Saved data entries
▬▬▬▬▬▬▬▬▬▬

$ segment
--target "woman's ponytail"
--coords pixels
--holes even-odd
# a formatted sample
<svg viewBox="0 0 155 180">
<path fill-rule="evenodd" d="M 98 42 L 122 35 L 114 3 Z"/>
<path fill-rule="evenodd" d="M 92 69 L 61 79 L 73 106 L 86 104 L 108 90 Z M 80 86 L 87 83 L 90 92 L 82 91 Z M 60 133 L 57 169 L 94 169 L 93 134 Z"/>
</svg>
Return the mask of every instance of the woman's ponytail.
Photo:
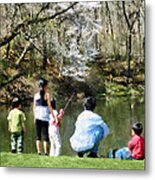
<svg viewBox="0 0 155 180">
<path fill-rule="evenodd" d="M 40 89 L 40 97 L 44 99 L 45 90 L 44 87 L 48 84 L 48 81 L 44 78 L 39 79 L 39 89 Z"/>
</svg>

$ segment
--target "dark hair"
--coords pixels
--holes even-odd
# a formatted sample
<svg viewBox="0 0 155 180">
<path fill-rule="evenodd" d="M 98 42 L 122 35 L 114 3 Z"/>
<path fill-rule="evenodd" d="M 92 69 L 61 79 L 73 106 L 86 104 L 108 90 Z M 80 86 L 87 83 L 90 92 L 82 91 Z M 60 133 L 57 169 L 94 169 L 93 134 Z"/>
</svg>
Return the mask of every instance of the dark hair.
<svg viewBox="0 0 155 180">
<path fill-rule="evenodd" d="M 44 90 L 44 87 L 48 84 L 48 81 L 44 78 L 40 78 L 39 79 L 39 89 L 40 89 L 40 96 L 41 96 L 41 99 L 44 99 L 44 95 L 45 95 L 45 90 Z"/>
<path fill-rule="evenodd" d="M 19 97 L 14 97 L 11 102 L 12 108 L 17 108 L 21 105 L 21 99 Z"/>
<path fill-rule="evenodd" d="M 139 136 L 143 131 L 143 125 L 142 123 L 136 122 L 132 125 L 132 129 L 134 130 L 135 134 Z"/>
<path fill-rule="evenodd" d="M 84 101 L 84 108 L 86 110 L 91 110 L 93 111 L 96 107 L 96 99 L 94 97 L 87 97 Z"/>
<path fill-rule="evenodd" d="M 56 109 L 56 101 L 54 98 L 51 98 L 51 106 L 53 109 Z"/>
</svg>

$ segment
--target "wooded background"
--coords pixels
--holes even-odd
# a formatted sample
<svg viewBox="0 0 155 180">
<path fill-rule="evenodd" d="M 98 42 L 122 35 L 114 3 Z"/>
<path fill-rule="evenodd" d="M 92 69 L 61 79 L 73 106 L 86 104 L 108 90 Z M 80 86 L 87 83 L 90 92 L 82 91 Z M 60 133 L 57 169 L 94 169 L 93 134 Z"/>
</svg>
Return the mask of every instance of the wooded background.
<svg viewBox="0 0 155 180">
<path fill-rule="evenodd" d="M 31 99 L 36 80 L 54 96 L 143 95 L 145 4 L 0 4 L 0 101 Z"/>
</svg>

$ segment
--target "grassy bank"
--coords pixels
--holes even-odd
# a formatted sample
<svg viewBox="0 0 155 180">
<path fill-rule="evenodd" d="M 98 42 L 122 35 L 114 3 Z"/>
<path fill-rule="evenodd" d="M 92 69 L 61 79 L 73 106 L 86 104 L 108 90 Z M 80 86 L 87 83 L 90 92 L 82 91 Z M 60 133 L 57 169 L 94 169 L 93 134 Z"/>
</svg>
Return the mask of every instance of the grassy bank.
<svg viewBox="0 0 155 180">
<path fill-rule="evenodd" d="M 106 158 L 78 158 L 69 156 L 48 157 L 35 154 L 1 153 L 2 167 L 39 167 L 39 168 L 94 168 L 144 170 L 144 161 L 116 160 Z"/>
</svg>

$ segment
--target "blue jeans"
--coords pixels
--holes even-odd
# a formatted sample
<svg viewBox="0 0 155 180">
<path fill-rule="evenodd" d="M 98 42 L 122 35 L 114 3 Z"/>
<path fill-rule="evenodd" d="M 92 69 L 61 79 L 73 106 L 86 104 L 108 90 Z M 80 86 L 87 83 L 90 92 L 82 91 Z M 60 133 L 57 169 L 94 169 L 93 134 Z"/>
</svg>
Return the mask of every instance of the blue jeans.
<svg viewBox="0 0 155 180">
<path fill-rule="evenodd" d="M 95 136 L 96 136 L 96 141 L 95 141 L 94 147 L 90 151 L 97 153 L 100 141 L 103 138 L 103 129 L 98 128 L 97 132 L 95 133 Z"/>
<path fill-rule="evenodd" d="M 94 146 L 91 149 L 82 152 L 83 154 L 88 153 L 88 152 L 93 152 L 93 153 L 97 154 L 100 141 L 102 140 L 103 135 L 104 135 L 103 129 L 101 127 L 98 127 L 98 129 L 97 129 L 97 131 L 95 132 L 94 135 L 95 135 Z"/>
</svg>

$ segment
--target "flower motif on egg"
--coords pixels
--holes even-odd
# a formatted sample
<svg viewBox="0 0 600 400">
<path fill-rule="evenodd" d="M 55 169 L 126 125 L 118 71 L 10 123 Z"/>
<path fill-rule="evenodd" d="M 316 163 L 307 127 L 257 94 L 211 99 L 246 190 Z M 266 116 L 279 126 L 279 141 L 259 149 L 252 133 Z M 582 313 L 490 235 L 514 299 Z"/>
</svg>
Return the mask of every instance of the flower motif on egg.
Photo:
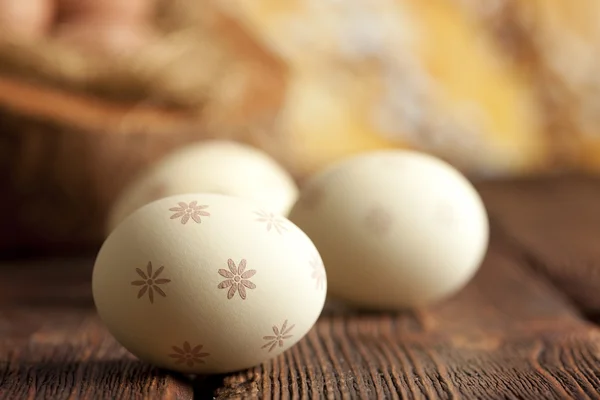
<svg viewBox="0 0 600 400">
<path fill-rule="evenodd" d="M 279 345 L 279 347 L 283 347 L 283 343 L 284 340 L 291 338 L 294 335 L 290 335 L 290 332 L 292 331 L 292 329 L 294 329 L 294 326 L 296 325 L 292 325 L 290 327 L 287 326 L 288 321 L 287 319 L 285 320 L 285 322 L 283 323 L 283 325 L 281 326 L 281 328 L 277 328 L 277 326 L 273 325 L 273 333 L 274 335 L 269 335 L 269 336 L 263 336 L 263 340 L 267 340 L 267 343 L 264 344 L 261 349 L 269 349 L 269 352 L 271 352 L 275 347 L 277 347 L 277 345 Z"/>
<path fill-rule="evenodd" d="M 171 347 L 174 353 L 169 354 L 169 357 L 176 360 L 175 364 L 185 363 L 188 367 L 193 367 L 194 364 L 204 364 L 203 358 L 210 356 L 210 353 L 201 353 L 200 351 L 203 347 L 204 346 L 199 344 L 192 348 L 189 342 L 183 342 L 182 347 Z"/>
<path fill-rule="evenodd" d="M 316 254 L 313 254 L 309 261 L 309 265 L 312 269 L 311 278 L 316 281 L 317 289 L 321 290 L 325 287 L 326 275 L 325 275 L 325 267 L 323 266 L 323 261 Z"/>
<path fill-rule="evenodd" d="M 169 211 L 173 211 L 175 214 L 171 215 L 171 219 L 181 218 L 181 223 L 183 225 L 187 224 L 190 218 L 196 222 L 197 224 L 201 223 L 202 220 L 200 217 L 208 217 L 210 213 L 204 211 L 208 206 L 203 205 L 199 206 L 197 201 L 192 201 L 191 203 L 184 203 L 180 201 L 179 207 L 169 208 Z"/>
<path fill-rule="evenodd" d="M 148 265 L 146 266 L 146 272 L 142 271 L 139 268 L 135 269 L 135 272 L 137 272 L 137 274 L 139 276 L 141 276 L 143 279 L 143 280 L 137 280 L 137 281 L 131 282 L 132 286 L 141 286 L 140 291 L 138 292 L 138 296 L 137 296 L 138 299 L 141 299 L 142 296 L 144 296 L 146 293 L 148 293 L 148 298 L 150 299 L 150 303 L 154 304 L 154 293 L 155 292 L 158 293 L 159 295 L 161 295 L 162 297 L 167 297 L 167 294 L 160 287 L 158 287 L 158 285 L 164 285 L 165 283 L 171 282 L 170 279 L 164 279 L 164 278 L 158 279 L 158 276 L 163 272 L 164 269 L 165 269 L 165 267 L 161 266 L 153 274 L 152 273 L 152 262 L 150 262 L 150 261 L 148 262 Z"/>
<path fill-rule="evenodd" d="M 371 233 L 382 236 L 391 230 L 394 221 L 388 211 L 376 206 L 369 210 L 365 216 L 364 224 Z"/>
<path fill-rule="evenodd" d="M 258 215 L 256 221 L 266 223 L 267 232 L 271 231 L 271 229 L 275 229 L 275 231 L 279 234 L 282 234 L 283 232 L 287 231 L 285 222 L 272 212 L 260 210 L 255 212 L 254 214 Z"/>
<path fill-rule="evenodd" d="M 238 292 L 242 300 L 246 300 L 246 288 L 256 289 L 256 285 L 249 279 L 256 274 L 256 270 L 249 269 L 246 271 L 246 260 L 242 259 L 240 264 L 236 267 L 235 262 L 230 258 L 227 260 L 227 266 L 229 271 L 226 269 L 220 269 L 219 275 L 227 278 L 217 286 L 219 289 L 227 289 L 227 299 L 232 299 L 235 293 Z"/>
</svg>

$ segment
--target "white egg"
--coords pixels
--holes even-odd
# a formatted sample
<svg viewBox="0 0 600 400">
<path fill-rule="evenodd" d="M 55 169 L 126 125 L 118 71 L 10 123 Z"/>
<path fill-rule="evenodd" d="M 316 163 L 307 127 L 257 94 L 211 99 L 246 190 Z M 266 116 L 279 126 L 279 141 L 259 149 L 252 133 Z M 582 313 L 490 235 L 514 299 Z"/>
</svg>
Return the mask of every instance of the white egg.
<svg viewBox="0 0 600 400">
<path fill-rule="evenodd" d="M 135 179 L 113 205 L 108 233 L 144 204 L 201 192 L 247 198 L 281 215 L 298 196 L 290 174 L 263 151 L 230 141 L 199 142 L 173 151 Z"/>
<path fill-rule="evenodd" d="M 488 245 L 470 182 L 432 156 L 376 151 L 310 179 L 290 220 L 313 240 L 329 291 L 374 309 L 448 297 L 478 270 Z"/>
<path fill-rule="evenodd" d="M 314 325 L 327 280 L 317 249 L 284 217 L 218 194 L 152 202 L 106 239 L 96 308 L 131 353 L 184 373 L 274 357 Z"/>
</svg>

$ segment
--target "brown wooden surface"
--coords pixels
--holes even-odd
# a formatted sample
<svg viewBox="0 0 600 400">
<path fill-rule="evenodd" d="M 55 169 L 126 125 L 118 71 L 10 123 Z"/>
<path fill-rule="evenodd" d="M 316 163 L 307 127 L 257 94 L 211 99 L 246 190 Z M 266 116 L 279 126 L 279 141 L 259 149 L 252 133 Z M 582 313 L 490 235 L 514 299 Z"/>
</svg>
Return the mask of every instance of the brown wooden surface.
<svg viewBox="0 0 600 400">
<path fill-rule="evenodd" d="M 397 315 L 330 304 L 279 358 L 193 381 L 111 338 L 93 309 L 91 259 L 6 261 L 0 397 L 600 399 L 600 330 L 590 322 L 600 313 L 600 180 L 480 189 L 492 243 L 459 295 Z"/>
</svg>

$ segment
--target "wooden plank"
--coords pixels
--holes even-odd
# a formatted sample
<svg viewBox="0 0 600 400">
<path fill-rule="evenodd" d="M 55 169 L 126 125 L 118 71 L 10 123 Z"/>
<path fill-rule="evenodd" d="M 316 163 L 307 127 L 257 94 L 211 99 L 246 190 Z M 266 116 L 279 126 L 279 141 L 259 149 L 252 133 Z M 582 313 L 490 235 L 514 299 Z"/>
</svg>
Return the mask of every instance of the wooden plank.
<svg viewBox="0 0 600 400">
<path fill-rule="evenodd" d="M 0 398 L 192 399 L 190 382 L 108 334 L 90 277 L 89 259 L 0 266 Z"/>
<path fill-rule="evenodd" d="M 452 299 L 399 314 L 330 304 L 282 356 L 193 389 L 106 332 L 90 260 L 0 266 L 0 397 L 600 398 L 599 329 L 527 252 L 493 236 L 481 271 Z"/>
<path fill-rule="evenodd" d="M 588 316 L 600 317 L 600 179 L 547 177 L 480 185 L 502 231 Z"/>
<path fill-rule="evenodd" d="M 392 315 L 326 311 L 281 357 L 221 377 L 219 399 L 600 398 L 600 331 L 494 239 L 459 295 Z"/>
</svg>

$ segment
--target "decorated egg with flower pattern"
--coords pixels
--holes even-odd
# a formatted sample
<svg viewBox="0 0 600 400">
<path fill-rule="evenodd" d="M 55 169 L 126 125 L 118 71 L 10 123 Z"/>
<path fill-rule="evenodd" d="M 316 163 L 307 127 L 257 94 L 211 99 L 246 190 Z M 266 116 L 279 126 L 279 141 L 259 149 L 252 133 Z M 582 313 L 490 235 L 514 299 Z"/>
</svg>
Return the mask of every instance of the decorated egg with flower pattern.
<svg viewBox="0 0 600 400">
<path fill-rule="evenodd" d="M 94 266 L 96 308 L 142 360 L 225 373 L 275 357 L 316 322 L 327 279 L 311 240 L 258 203 L 186 194 L 130 214 Z"/>
</svg>

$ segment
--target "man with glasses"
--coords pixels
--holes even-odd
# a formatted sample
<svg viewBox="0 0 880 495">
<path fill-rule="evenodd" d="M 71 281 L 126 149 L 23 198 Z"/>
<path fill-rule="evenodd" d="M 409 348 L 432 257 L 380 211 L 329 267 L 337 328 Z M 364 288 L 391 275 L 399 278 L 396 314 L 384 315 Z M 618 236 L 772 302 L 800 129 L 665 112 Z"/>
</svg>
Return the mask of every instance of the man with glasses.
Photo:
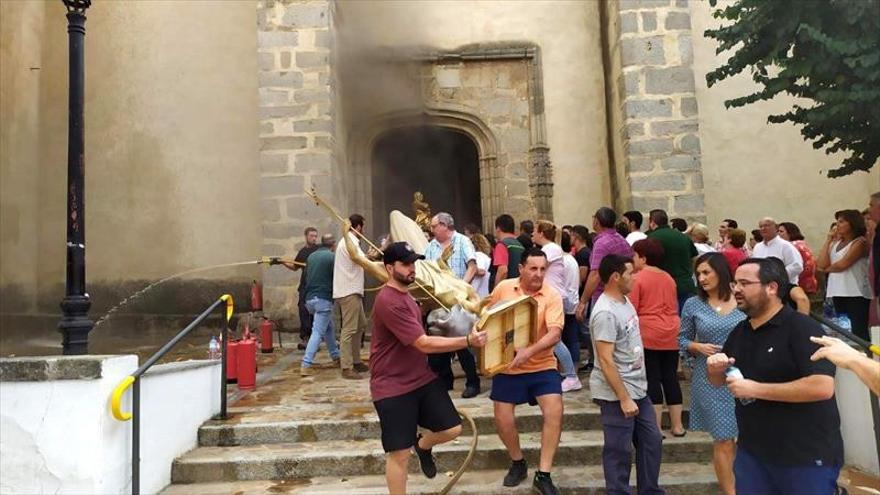
<svg viewBox="0 0 880 495">
<path fill-rule="evenodd" d="M 737 492 L 832 494 L 843 464 L 835 366 L 811 361 L 819 346 L 810 337 L 824 333 L 782 304 L 787 281 L 771 260 L 740 264 L 731 288 L 749 318 L 707 360 L 709 381 L 737 398 Z"/>
</svg>

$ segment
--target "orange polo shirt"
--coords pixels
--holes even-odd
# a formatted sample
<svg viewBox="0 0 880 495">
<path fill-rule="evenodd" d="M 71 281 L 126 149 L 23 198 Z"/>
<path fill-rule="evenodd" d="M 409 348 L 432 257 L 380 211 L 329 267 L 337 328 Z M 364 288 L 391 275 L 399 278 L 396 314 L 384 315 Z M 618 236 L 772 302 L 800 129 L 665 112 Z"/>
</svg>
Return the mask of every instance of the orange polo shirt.
<svg viewBox="0 0 880 495">
<path fill-rule="evenodd" d="M 516 299 L 528 295 L 522 291 L 519 286 L 518 278 L 503 280 L 495 286 L 495 290 L 489 295 L 492 304 L 509 299 Z M 547 335 L 547 329 L 557 327 L 562 330 L 565 324 L 565 313 L 562 311 L 562 296 L 553 287 L 547 285 L 541 286 L 541 289 L 535 294 L 531 294 L 532 298 L 538 303 L 538 339 Z M 522 366 L 505 371 L 508 375 L 519 375 L 522 373 L 534 373 L 536 371 L 555 370 L 556 356 L 553 355 L 553 347 L 544 349 L 532 356 Z"/>
</svg>

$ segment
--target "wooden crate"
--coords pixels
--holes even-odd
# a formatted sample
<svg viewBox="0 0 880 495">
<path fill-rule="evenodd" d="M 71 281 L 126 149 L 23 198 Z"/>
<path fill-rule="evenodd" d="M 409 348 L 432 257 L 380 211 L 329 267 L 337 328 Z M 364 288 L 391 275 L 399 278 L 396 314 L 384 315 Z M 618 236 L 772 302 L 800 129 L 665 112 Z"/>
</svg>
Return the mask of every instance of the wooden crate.
<svg viewBox="0 0 880 495">
<path fill-rule="evenodd" d="M 490 377 L 507 369 L 517 348 L 537 340 L 538 302 L 529 296 L 502 301 L 487 310 L 477 322 L 487 331 L 486 346 L 480 350 L 480 371 Z"/>
</svg>

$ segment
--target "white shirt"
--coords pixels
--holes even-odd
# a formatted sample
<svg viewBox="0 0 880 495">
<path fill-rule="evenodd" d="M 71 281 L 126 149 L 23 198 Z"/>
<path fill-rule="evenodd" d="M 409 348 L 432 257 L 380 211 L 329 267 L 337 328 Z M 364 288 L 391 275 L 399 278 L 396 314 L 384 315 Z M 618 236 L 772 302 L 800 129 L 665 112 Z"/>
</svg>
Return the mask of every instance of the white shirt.
<svg viewBox="0 0 880 495">
<path fill-rule="evenodd" d="M 354 243 L 358 254 L 364 255 L 358 245 L 358 238 L 351 232 L 348 238 Z M 340 299 L 352 294 L 364 295 L 364 269 L 351 260 L 345 240 L 339 241 L 336 246 L 336 257 L 333 260 L 333 299 Z"/>
<path fill-rule="evenodd" d="M 785 264 L 785 271 L 788 273 L 788 281 L 795 285 L 798 283 L 801 272 L 804 271 L 804 260 L 801 258 L 801 253 L 794 247 L 794 244 L 779 236 L 770 239 L 769 242 L 762 241 L 755 244 L 752 256 L 781 259 Z"/>
<path fill-rule="evenodd" d="M 843 247 L 840 251 L 837 247 L 840 241 L 831 244 L 829 248 L 829 257 L 831 263 L 837 263 L 842 260 L 846 253 L 852 247 L 852 242 Z M 864 297 L 871 299 L 871 284 L 868 281 L 868 257 L 862 256 L 855 263 L 842 272 L 834 272 L 828 274 L 828 287 L 825 290 L 828 297 Z"/>
<path fill-rule="evenodd" d="M 541 251 L 547 255 L 547 272 L 544 274 L 544 281 L 547 285 L 553 287 L 556 292 L 565 301 L 565 265 L 562 260 L 562 247 L 555 242 L 548 242 L 541 246 Z"/>
<path fill-rule="evenodd" d="M 489 265 L 492 264 L 492 258 L 482 251 L 475 251 L 477 258 L 477 270 L 486 270 L 483 275 L 474 275 L 471 285 L 476 289 L 477 295 L 480 297 L 489 296 Z"/>
<path fill-rule="evenodd" d="M 562 255 L 562 264 L 565 267 L 565 294 L 562 294 L 562 307 L 565 314 L 573 315 L 580 298 L 580 267 L 574 256 L 567 253 Z"/>
<path fill-rule="evenodd" d="M 648 234 L 645 234 L 641 230 L 634 230 L 626 236 L 626 242 L 629 243 L 630 246 L 641 241 L 642 239 L 647 239 Z"/>
<path fill-rule="evenodd" d="M 697 248 L 697 255 L 698 256 L 702 256 L 706 253 L 714 253 L 715 252 L 715 248 L 713 248 L 712 246 L 710 246 L 704 242 L 695 242 L 694 247 Z"/>
</svg>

▬▬▬▬▬▬▬▬▬▬

> **WORK ITEM**: Which lines above hold the string "glasses"? Please copy all of them.

> **ANSWER AREA**:
--target "man with glasses"
Return the mask of every instance of the man with glasses.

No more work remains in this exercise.